Print the data that follows word for word, leaving out any picture.

== Dataset entries

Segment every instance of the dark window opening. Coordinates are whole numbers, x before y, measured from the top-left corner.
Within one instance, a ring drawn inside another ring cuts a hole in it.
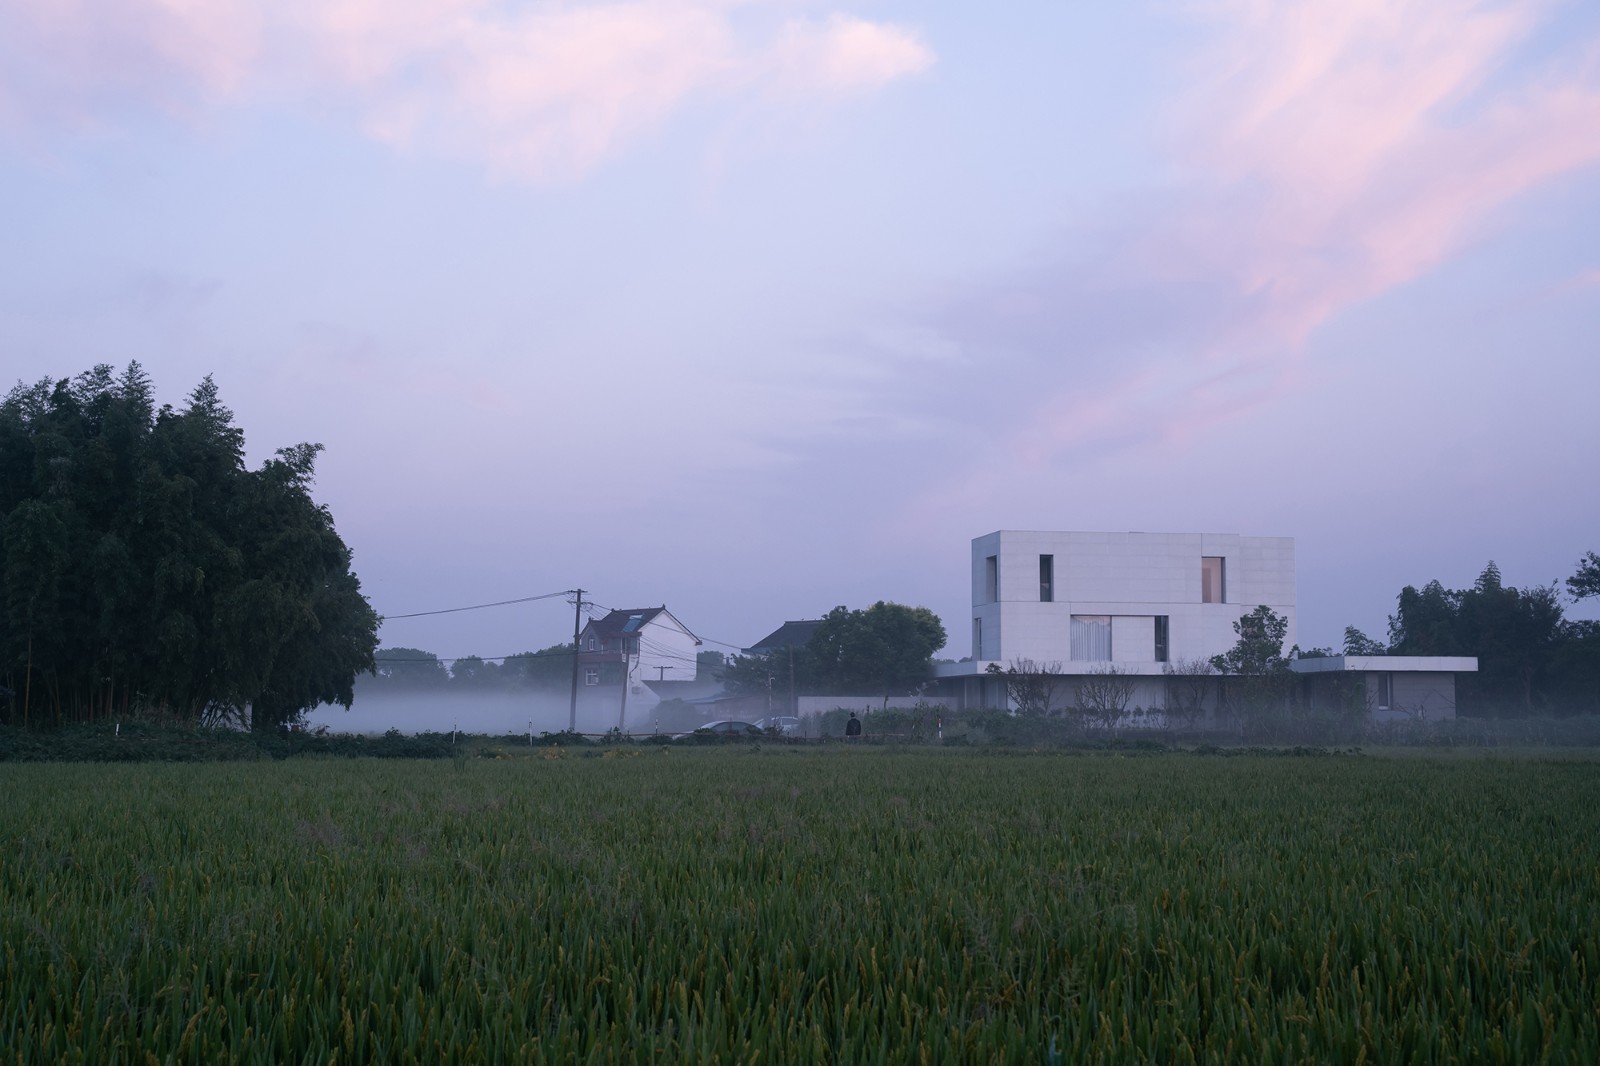
[[[1200,560],[1200,602],[1227,603],[1227,570],[1220,555],[1207,555]]]
[[[1039,556],[1039,602],[1050,603],[1056,598],[1056,557]]]
[[[1156,615],[1156,662],[1164,663],[1169,661],[1172,654],[1170,639],[1167,616],[1164,614]]]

====

### The completed task
Segment every instance of the dark window opening. Coordinates are whole numbers, x before y, measured from the top-left corner.
Within one instance, a ring drawn inside another ring cuts a hole in it.
[[[1200,560],[1200,602],[1227,603],[1227,570],[1220,555],[1207,555]]]
[[[1039,556],[1039,602],[1050,603],[1056,598],[1056,557]]]
[[[1156,615],[1156,662],[1164,663],[1169,661],[1172,654],[1170,639],[1167,616],[1164,614]]]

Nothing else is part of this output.